▶ Written exercise: Read the data and repeat it in full, exactly.

▶ Part of a data file:
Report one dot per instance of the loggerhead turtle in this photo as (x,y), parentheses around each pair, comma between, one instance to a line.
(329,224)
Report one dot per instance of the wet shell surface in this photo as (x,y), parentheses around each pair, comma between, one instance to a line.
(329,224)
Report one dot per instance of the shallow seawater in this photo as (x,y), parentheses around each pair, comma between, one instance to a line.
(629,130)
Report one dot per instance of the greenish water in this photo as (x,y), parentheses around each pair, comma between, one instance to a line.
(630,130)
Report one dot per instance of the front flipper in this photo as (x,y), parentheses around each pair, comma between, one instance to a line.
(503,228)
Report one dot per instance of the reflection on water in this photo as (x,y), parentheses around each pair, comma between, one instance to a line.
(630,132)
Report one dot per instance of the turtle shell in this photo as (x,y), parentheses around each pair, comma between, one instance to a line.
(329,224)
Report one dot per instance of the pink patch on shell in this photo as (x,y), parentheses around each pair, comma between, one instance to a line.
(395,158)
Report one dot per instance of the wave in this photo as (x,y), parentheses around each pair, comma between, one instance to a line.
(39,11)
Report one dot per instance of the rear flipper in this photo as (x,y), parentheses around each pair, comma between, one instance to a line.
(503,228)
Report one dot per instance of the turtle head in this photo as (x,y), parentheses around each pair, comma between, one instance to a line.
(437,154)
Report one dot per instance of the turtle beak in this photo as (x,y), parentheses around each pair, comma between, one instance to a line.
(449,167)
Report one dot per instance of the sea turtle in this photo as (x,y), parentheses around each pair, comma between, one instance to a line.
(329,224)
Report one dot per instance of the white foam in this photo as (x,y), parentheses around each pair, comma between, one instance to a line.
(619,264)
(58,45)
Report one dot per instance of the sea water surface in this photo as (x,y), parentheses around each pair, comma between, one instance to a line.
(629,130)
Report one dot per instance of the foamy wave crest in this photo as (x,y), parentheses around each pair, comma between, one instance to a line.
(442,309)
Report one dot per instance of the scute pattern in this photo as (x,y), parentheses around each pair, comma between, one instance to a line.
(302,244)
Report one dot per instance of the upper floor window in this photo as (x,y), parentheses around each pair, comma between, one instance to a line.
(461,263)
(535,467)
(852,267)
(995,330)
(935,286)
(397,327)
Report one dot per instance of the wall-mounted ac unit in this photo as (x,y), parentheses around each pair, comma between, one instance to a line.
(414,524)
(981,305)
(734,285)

▶ Answer for this exercise:
Report one dot per instance of the loggerhead turtle in this photo as (x,y), parentheses around each pair, comma between, one instance to a line.
(329,224)
Report one dot per instance of the wet shell surface in this photo as (x,y), parentheses around each pair, comma between, one instance to a line.
(329,224)
Report one dot per instance of the shallow seawater in this photo as (x,y), parentheses around each pair, comma between, one instance to a line.
(629,130)
Report one dot per instance of the greenish water in this photo as (x,y), parentheses around each pair, comma between, one instance to a line.
(630,130)
Report one dot per instance of the front flipper in this photo as (x,y), parentheses around each pair, comma between, one instance to a line.
(503,228)
Report one dot per instance of the reflection on water in this photo as (x,y), parentheses around each pair, comma between, one instance to a line.
(630,132)
Report one dot per instance of the turtle shell in this photo as (x,y), parentheses around each pair, comma between, one instance to a line.
(329,224)
Report one dot per instance of the pink patch on shell in this photo as (x,y), parentheses around each pair, comma between, one instance to a line.
(395,158)
Report one dot per instance of the wave in this photo as (x,y), parentheses around each pair, comma between, one instance to a line.
(39,11)
Report one dot per instance of the rear flipper in this photo as (x,y), parentheses around each pair, comma between, one instance to a line.
(503,228)
Report one dot per instance of the turtle head in this photo as (x,y), parentheses around each pair, comma between, one instance to a line.
(437,154)
Report one dot per instance of the turtle beak in this photo as (x,y), parentheses around each pair, comma between, one instance to a line.
(449,167)
Report one dot per instance of the sea turtle in this photo as (x,y), parentheses around each pair, comma between, one instance to a line.
(329,224)
Report one dot per instance of the white foam in this photo as (x,y), parentheses around each pair, comma between, one instance to a line.
(619,264)
(58,45)
Report one dot per instance of the sea water surface in this photo as (x,y), parentheses around each pair, comma between, one instance to a line.
(629,130)
Report one dot per instance of the foamy wave crest in this photo as (x,y), parentheses around each pair, comma between, one instance to a line.
(442,309)
Report one dot per instance of the scute pattern in this photo as (x,y), parentheses around each pair, comma between, one instance to a line.
(302,244)
Report one dot per instance of the upper floor window in this photo as (x,y), parentheses around each pair, comma between, one instance to a line.
(461,263)
(535,467)
(852,267)
(995,330)
(935,286)
(397,327)
Report one dot per instance of the wall-mounted ac unit in this photo as (x,y), parentheses around each pair, comma between, one instance to a line.
(414,524)
(981,305)
(734,285)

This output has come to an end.